ASSIGNED TASK: Of all the entries below, only the lines from the one with "Target: tall tree" up to and including the one with "One point per instance, each like (69, 91)." are to be duplicated exactly.

++++ GIVEN ENTRIES

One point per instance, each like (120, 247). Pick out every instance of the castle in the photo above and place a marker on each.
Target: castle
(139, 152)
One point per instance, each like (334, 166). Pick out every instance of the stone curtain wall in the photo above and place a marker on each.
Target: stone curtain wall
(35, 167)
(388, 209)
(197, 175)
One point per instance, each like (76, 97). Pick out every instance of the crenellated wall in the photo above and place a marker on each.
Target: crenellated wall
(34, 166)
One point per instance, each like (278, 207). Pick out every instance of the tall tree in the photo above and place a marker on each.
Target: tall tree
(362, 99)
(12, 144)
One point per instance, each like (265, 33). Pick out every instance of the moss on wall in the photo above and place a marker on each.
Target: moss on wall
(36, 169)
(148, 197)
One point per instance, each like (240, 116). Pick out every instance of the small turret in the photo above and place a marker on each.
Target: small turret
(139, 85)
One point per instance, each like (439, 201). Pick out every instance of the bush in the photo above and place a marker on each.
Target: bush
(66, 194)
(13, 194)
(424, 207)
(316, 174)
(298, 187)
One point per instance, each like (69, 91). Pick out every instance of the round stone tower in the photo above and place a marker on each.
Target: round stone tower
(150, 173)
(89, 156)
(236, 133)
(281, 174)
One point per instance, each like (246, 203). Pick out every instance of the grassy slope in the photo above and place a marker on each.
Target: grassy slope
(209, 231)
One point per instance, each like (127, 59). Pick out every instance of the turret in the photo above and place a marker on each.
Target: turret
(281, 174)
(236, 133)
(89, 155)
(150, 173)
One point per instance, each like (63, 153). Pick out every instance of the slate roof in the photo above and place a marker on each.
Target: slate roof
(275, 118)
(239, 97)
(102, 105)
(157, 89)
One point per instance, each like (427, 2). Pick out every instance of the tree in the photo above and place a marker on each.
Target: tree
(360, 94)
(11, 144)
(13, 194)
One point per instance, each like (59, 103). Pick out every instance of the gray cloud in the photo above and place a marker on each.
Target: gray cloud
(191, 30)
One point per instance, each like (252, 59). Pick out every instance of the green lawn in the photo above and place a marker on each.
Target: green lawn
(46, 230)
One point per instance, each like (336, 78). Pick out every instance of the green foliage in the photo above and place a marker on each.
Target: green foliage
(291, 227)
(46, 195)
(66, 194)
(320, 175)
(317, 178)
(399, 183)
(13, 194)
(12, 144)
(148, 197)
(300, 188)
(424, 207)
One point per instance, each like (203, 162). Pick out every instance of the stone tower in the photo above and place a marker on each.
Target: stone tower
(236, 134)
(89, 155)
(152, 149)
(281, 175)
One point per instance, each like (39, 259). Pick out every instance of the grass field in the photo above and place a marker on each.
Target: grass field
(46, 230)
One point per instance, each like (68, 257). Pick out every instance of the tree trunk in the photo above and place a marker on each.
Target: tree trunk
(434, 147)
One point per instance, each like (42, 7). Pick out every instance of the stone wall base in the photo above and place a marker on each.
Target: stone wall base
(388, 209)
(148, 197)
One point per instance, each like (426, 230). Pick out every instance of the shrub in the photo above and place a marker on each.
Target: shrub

++++++++

ANSWER SPACE:
Target: tall tree
(362, 99)
(12, 144)
One point per instance, each like (265, 33). Pick out every instance of the moss on wall in the photo above and place a marker on each.
Target: moss on wall
(36, 169)
(148, 197)
One point per instance, each like (240, 116). Pick out every instance of the small turret in the photo above and place a marker on each.
Target: small turret
(139, 85)
One point per instance, each like (439, 201). Pick out every instance of the bush in the photo above and place a marker on each.
Target: bush
(66, 194)
(13, 194)
(424, 207)
(316, 174)
(298, 187)
One point per instance, each like (69, 91). Pick out every instance of the round stone tower in the photo above and place a marker on each.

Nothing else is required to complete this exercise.